◆ EXCERPT ◆
[start]

An address parser implemented in Python using a trained spaCy NER model
# Clone the repo
$ git clone https://github.com/PB020/Taxi.git
# Change the working directory
$ cd taxi
# Create virtual enviroment
$ python -m venv .env
$ .env\Scripts\activate
$ pip install -U pip setuptools wheel
# Install requirements
$ pip install -r requirements.txt
# Prepare the data
$ python preparation.py "data\datasets\us-train-dataset.csv" [TRAINER]
# Create training config
$ python -m spacy init fill-config "config\base.cfg" "config\config.cfg"
# Train model using data and config
$ python -m spacy train [CONFIG] --output models --paths.train [TRAINER] --paths.dev [TRAINER]
usage: preparation.py [-h] dataset trainer
Prepare training dataset to train spaCy address parser NER model
positional arguments:
dataset Filename of labeled CSV file used to generate training data
trainer Filename of prepared DocBin training data
usage: predict.py [-h] [--folder FOLDER] [--output OUTPUT] model data
Use trained spaCy NER model to parse addresses from a given file
positional arguments:
model Path to the folder containing the trained model
data Path to input data that needs to be parsed
optional arguments:
-h, --help show this help message and exit
--folder FOLDER Option to recursively parse data from all files in a given directory
--output OUTPUT Filename to save parsed data
# Single File Usage
$ python predict.py "models\model-best" "data\tests\us-test-dataset.csv"
# Directory Usage
$ python predict.py "models\model-best" --folder FOLDER "data\tests" --output "output\test.txt"

[end]

◆ GIVEN TASK 1 ◆
Copy out the address parser page word for word.
The listing is unrelated to the address parser page.

◆ THE DATA ◆
[start]

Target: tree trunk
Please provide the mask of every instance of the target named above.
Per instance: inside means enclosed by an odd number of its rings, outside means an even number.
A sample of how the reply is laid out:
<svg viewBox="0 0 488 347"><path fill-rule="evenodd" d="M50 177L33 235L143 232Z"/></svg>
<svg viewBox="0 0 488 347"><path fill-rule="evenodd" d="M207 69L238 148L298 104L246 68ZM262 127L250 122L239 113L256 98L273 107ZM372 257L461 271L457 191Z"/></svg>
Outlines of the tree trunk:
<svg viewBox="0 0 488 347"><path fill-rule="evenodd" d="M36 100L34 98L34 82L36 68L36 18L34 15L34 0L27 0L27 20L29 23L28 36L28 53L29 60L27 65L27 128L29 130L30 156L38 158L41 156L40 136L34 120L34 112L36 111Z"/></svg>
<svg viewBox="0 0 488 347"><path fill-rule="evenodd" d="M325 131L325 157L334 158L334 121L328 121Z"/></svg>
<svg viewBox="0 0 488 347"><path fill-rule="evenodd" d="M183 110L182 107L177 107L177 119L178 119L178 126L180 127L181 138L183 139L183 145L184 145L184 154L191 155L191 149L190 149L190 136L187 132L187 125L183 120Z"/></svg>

[end]
[start]

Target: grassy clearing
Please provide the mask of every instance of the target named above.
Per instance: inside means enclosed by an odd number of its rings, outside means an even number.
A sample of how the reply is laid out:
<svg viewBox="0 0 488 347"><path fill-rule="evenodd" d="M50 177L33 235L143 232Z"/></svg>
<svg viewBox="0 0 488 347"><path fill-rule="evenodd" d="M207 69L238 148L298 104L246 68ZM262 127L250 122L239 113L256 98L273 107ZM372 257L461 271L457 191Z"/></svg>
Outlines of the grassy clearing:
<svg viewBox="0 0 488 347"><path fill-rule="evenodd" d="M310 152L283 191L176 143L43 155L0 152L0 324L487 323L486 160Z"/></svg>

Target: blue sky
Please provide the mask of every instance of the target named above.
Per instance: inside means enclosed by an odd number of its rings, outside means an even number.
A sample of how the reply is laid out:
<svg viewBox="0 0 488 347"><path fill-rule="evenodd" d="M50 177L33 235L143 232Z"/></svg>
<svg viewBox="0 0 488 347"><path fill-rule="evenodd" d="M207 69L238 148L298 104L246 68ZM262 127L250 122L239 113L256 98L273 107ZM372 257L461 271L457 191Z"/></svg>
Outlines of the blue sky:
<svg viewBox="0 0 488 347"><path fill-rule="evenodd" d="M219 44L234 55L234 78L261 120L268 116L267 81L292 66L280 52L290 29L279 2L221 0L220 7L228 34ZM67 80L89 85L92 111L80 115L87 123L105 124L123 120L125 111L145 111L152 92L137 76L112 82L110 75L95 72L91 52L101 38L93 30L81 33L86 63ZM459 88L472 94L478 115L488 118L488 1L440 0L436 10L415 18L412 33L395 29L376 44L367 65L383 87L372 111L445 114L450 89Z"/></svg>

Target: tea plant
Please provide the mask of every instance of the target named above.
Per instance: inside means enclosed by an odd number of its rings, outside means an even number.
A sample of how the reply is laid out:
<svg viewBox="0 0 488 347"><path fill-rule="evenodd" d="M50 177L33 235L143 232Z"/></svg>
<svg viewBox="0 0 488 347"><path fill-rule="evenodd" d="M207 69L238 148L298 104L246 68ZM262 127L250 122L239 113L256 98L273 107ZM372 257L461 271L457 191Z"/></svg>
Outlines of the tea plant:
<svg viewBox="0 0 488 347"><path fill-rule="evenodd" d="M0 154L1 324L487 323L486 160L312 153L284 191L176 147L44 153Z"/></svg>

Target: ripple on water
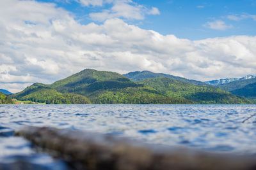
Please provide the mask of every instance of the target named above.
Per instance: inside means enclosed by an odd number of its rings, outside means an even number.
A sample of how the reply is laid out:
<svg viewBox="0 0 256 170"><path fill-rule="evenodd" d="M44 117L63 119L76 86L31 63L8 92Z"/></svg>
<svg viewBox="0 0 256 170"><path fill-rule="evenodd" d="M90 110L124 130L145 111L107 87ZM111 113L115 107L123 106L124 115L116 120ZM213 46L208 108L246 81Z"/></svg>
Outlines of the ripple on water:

[end]

◆ GIVEN TASK 2 ◆
Recast the stretch of the listing from the line containing "Target: tree trunk" through the line containing "Outlines of the tree" as a Markdown table with the columns Row and Line, numbering each line and leaving out blank lines.

◆ CORRECT OUTPUT 1 ◆
An address parser implemented in Python using a trained spaCy NER model
# Clone the repo
$ git clone https://github.com/PB020/Taxi.git
# Change the working directory
$ cd taxi
# Create virtual enviroment
$ python -m venv .env
$ .env\Scripts\activate
$ pip install -U pip setuptools wheel
# Install requirements
$ pip install -r requirements.txt
# Prepare the data
$ python preparation.py "data\datasets\us-train-dataset.csv" [TRAINER]
# Create training config
$ python -m spacy init fill-config "config\base.cfg" "config\config.cfg"
# Train model using data and config
$ python -m spacy train [CONFIG] --output models --paths.train [TRAINER] --paths.dev [TRAINER]
usage: preparation.py [-h] dataset trainer
Prepare training dataset to train spaCy address parser NER model
positional arguments:
dataset Filename of labeled CSV file used to generate training data
trainer Filename of prepared DocBin training data
usage: predict.py [-h] [--folder FOLDER] [--output OUTPUT] model data
Use trained spaCy NER model to parse addresses from a given file
positional arguments:
model Path to the folder containing the trained model
data Path to input data that needs to be parsed
optional arguments:
-h, --help show this help message and exit
--folder FOLDER Option to recursively parse data from all files in a given directory
--output OUTPUT Filename to save parsed data
# Single File Usage
$ python predict.py "models\model-best" "data\tests\us-test-dataset.csv"
# Directory Usage
$ python predict.py "models\model-best" --folder FOLDER "data\tests" --output "output\test.txt"

◆ CORRECT OUTPUT 2 ◆
| Row | Line |
|---|---|
| 1 | Target: tree trunk |
| 2 | Please provide the mask of every instance of the target named above. |
| 3 | Per instance: inside means enclosed by an odd number of its rings, outside means an even number. |
| 4 | A sample of how the reply is laid out: |
| 5 | <svg viewBox="0 0 488 347"><path fill-rule="evenodd" d="M50 177L33 235L143 232Z"/></svg> |
| 6 | <svg viewBox="0 0 488 347"><path fill-rule="evenodd" d="M207 69L238 148L298 104L246 68ZM262 127L250 122L239 113L256 98L273 107ZM372 257L461 271L457 191Z"/></svg> |
| 7 | Outlines of the tree trunk: |